◆ **WHAT TO WORK ON**
In the material below, reproduce verbatim every line from the one containing "Mark every instance of the bridge support" through the one containing "x=697, y=229", including both of those lines.

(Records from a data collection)
=======
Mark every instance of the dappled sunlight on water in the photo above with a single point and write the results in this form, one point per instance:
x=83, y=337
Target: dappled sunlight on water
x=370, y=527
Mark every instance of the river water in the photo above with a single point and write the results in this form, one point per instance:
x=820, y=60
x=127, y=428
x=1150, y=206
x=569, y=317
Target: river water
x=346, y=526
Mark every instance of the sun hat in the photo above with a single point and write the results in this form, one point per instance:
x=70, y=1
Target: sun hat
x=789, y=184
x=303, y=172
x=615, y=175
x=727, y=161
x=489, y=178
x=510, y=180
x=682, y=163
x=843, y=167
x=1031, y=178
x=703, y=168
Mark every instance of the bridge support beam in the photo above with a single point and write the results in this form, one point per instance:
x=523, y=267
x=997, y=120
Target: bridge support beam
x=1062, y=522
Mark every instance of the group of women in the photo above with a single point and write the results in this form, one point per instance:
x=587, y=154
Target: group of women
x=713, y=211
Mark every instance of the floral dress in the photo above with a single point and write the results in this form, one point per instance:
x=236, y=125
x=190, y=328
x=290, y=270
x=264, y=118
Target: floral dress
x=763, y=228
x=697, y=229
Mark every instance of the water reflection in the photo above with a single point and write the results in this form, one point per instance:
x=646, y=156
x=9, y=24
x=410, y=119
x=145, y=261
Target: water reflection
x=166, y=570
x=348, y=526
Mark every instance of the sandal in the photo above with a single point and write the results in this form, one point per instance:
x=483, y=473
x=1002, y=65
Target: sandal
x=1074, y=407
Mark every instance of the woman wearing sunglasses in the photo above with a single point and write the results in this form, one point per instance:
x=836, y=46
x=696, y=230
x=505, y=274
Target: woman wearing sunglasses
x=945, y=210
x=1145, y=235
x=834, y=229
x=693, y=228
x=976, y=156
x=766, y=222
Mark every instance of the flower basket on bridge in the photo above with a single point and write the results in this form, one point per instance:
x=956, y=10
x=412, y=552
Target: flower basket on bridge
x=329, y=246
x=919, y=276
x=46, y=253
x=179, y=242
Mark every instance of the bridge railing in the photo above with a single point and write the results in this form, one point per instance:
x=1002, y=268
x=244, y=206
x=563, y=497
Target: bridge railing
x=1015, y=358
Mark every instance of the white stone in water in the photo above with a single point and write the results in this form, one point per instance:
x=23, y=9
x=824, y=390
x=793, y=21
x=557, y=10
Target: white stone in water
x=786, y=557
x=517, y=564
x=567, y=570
=======
◆ **EXERCISE SOLUTION**
Mark every instance of the bridge support beam in the photo above with a single point and write the results in this form, one point per instance:
x=523, y=267
x=997, y=120
Target: bridge support beam
x=1062, y=522
Mark every instance of the group of women in the photo above with a single point and write the results in this form, one point per instance:
x=587, y=154
Target: group of women
x=713, y=211
Mark every instance of the floral dress in the photo above with a single point and write the results in this form, one point per instance:
x=236, y=125
x=190, y=328
x=290, y=270
x=264, y=118
Target: floral dress
x=763, y=228
x=697, y=229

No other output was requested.